Please copy the listing below word for word, from its very first line through the line containing "[(417, 187)]", including both of those lines.

● ● ● ● ● ● ●

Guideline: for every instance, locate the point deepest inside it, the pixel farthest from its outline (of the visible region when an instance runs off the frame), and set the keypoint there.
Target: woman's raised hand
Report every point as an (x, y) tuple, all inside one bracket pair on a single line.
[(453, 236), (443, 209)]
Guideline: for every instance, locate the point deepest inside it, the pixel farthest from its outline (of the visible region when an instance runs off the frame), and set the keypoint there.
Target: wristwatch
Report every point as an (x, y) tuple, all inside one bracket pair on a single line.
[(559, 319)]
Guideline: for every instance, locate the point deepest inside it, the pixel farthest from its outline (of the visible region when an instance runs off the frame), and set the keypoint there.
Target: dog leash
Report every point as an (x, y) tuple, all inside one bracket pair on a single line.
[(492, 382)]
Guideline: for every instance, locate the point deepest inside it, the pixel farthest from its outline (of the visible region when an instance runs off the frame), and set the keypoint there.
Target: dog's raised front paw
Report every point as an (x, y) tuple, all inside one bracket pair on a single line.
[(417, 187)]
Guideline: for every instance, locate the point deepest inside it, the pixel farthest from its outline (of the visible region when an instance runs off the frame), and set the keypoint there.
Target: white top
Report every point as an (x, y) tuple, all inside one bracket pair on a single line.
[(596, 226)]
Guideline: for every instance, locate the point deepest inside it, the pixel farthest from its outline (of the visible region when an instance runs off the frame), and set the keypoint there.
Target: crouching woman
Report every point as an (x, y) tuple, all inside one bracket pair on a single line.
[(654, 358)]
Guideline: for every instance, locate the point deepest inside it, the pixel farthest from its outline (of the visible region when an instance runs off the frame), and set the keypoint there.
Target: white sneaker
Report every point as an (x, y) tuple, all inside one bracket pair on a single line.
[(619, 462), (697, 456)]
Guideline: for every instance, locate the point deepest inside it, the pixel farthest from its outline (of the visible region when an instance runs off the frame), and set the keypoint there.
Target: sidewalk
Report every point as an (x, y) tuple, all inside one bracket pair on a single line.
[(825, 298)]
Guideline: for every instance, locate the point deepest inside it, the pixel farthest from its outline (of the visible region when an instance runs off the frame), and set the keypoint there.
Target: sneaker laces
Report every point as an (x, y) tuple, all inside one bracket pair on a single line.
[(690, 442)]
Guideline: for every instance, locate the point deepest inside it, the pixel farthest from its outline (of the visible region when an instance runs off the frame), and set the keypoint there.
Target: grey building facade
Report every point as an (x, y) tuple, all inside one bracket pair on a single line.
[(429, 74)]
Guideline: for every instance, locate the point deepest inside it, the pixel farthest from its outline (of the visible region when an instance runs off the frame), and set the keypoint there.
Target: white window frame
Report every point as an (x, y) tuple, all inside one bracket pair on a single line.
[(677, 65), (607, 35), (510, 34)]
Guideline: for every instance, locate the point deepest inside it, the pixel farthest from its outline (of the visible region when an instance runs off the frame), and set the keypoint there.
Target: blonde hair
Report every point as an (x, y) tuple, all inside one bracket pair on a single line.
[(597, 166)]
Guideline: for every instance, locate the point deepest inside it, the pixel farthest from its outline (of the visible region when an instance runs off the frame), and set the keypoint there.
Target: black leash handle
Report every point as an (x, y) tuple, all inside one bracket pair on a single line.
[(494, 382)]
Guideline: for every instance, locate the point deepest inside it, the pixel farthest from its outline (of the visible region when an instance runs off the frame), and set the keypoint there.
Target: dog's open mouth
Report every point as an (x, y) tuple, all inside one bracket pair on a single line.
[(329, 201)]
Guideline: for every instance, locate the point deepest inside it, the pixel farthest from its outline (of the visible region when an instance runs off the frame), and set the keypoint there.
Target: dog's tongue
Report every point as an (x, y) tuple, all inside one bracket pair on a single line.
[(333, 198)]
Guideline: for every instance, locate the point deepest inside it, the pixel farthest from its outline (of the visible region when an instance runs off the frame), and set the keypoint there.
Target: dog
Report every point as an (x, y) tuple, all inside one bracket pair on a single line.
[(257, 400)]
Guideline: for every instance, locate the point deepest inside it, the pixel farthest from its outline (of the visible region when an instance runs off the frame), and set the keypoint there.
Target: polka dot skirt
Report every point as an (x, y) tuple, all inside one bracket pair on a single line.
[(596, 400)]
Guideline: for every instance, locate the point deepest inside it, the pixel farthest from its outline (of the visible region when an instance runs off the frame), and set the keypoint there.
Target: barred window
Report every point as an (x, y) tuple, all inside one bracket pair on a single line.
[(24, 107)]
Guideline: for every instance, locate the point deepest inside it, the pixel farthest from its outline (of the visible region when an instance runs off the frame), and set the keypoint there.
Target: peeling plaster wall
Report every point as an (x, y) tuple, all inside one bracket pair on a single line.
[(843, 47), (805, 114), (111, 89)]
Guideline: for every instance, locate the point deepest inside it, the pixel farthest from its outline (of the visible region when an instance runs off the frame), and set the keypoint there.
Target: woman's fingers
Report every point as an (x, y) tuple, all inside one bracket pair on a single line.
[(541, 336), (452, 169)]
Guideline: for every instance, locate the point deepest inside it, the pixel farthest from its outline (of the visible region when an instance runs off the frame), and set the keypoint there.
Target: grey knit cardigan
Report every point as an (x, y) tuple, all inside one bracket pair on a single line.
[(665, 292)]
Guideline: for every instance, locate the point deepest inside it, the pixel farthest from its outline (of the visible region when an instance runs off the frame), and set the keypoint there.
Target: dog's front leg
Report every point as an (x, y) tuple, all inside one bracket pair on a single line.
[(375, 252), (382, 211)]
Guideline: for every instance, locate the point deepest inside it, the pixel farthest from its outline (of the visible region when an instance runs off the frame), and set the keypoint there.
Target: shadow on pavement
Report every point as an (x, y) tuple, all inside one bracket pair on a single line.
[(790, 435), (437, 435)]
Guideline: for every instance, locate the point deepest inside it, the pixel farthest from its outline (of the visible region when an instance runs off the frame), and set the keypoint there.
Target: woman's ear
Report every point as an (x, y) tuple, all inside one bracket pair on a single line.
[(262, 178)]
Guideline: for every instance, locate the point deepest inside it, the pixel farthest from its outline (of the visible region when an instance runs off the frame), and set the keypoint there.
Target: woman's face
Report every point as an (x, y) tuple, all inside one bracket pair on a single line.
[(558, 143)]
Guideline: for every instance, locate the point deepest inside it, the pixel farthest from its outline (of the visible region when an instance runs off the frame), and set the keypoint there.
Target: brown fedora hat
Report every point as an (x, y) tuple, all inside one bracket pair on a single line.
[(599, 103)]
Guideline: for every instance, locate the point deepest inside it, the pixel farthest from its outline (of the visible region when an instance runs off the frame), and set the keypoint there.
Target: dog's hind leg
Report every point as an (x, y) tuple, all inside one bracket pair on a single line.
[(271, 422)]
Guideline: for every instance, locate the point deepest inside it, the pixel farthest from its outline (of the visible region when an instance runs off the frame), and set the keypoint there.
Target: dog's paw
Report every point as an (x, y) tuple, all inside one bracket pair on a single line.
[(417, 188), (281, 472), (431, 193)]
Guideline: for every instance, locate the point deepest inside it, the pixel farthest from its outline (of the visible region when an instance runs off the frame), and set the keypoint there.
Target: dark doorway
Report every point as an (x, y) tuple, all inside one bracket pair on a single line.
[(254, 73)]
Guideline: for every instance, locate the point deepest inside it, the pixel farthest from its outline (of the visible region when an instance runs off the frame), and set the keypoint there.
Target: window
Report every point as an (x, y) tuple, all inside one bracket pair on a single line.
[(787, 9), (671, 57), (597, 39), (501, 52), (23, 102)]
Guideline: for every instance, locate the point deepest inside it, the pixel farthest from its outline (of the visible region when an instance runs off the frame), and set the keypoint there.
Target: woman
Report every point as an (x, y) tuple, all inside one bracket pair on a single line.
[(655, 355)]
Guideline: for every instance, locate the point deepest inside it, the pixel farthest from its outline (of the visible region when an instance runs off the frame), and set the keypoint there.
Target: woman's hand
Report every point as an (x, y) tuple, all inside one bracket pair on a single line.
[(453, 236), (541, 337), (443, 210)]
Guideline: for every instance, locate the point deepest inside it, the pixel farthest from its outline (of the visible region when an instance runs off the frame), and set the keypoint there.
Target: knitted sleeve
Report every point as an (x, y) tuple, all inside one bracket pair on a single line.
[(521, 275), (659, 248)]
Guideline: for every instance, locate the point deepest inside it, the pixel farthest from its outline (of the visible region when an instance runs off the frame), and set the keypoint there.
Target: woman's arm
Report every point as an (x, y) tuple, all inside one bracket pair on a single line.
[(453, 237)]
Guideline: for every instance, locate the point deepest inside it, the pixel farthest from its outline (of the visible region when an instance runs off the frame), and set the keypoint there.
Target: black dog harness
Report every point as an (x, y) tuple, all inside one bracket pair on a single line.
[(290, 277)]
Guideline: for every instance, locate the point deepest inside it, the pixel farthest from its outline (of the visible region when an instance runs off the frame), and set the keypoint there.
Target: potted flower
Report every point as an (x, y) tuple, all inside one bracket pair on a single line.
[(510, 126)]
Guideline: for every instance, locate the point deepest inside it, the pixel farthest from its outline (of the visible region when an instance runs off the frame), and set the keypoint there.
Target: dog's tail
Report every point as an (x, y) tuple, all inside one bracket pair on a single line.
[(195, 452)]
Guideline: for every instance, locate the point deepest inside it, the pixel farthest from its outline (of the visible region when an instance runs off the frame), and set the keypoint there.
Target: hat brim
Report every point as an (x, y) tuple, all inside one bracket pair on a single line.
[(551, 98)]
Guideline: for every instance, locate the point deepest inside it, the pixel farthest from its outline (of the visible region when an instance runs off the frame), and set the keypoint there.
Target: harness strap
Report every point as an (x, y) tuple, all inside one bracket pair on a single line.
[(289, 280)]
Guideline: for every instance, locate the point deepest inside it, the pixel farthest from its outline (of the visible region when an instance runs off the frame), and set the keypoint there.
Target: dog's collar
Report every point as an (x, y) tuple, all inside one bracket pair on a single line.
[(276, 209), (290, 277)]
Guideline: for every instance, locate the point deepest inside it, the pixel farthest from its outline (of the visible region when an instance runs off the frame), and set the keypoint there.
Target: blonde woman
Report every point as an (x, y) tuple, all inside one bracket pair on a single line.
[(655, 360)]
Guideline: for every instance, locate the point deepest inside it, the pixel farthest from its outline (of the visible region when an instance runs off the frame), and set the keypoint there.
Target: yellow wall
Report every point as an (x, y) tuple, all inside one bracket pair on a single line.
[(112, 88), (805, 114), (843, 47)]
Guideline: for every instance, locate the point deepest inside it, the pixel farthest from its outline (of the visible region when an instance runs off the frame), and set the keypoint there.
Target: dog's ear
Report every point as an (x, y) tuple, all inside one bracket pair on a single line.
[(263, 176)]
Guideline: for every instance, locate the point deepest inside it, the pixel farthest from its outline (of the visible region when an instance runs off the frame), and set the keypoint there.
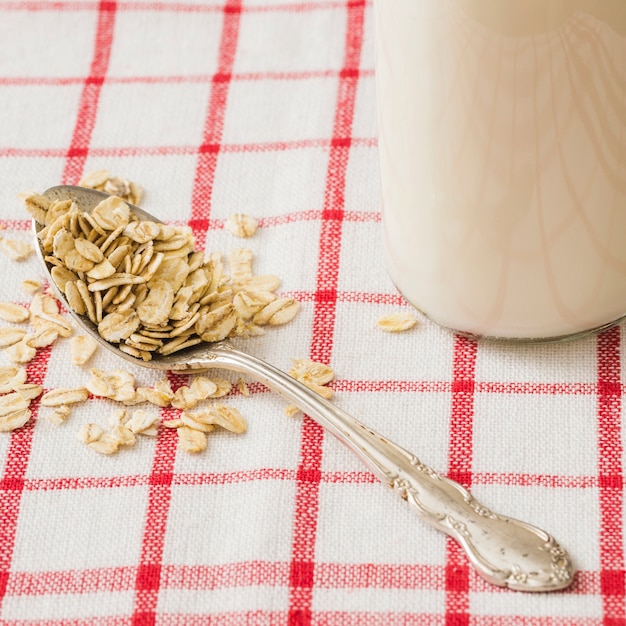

● ● ● ● ● ● ●

◆ **SOLUTION BELOW**:
Guideline: for every instance, locate the point deepest inside it, the pixel farthest from its outline (of the visible region when an instance runs off the frame), and set the keypoint there.
Target: woman's raised hand
Report every point as an (x, y) tuple, all inside one bracket pair on a single line.
[(453, 236), (443, 209)]
Guideline: for every instance, locate the point deepest inside it, the pixel farthest from its outline (of the visible region when an instance runs off the frame), and set the keypoint there.
Target: wristwatch
Report every point as an (x, y) tuple, all inside one bracket pair on a single line.
[(559, 319)]
Guideline: for every instance, locate the point deepest inside it, the pixel farthest from its outline (of the visible region when an instance runs off the frame), and set the keypoint there.
Target: dog leash
Report every point as an (x, y) tuple, all inside one bracket pair on a single line.
[(492, 382)]
Guideline: for every instance, locate the point deepest inside it, the pixel farthest from its outline (of the visible region when an instance runs off the frame), and set the keypoint there.
Target: dog's raised front paw
Report every point as an (x, y) tuple, all inside one bracket pair on a single line.
[(417, 187)]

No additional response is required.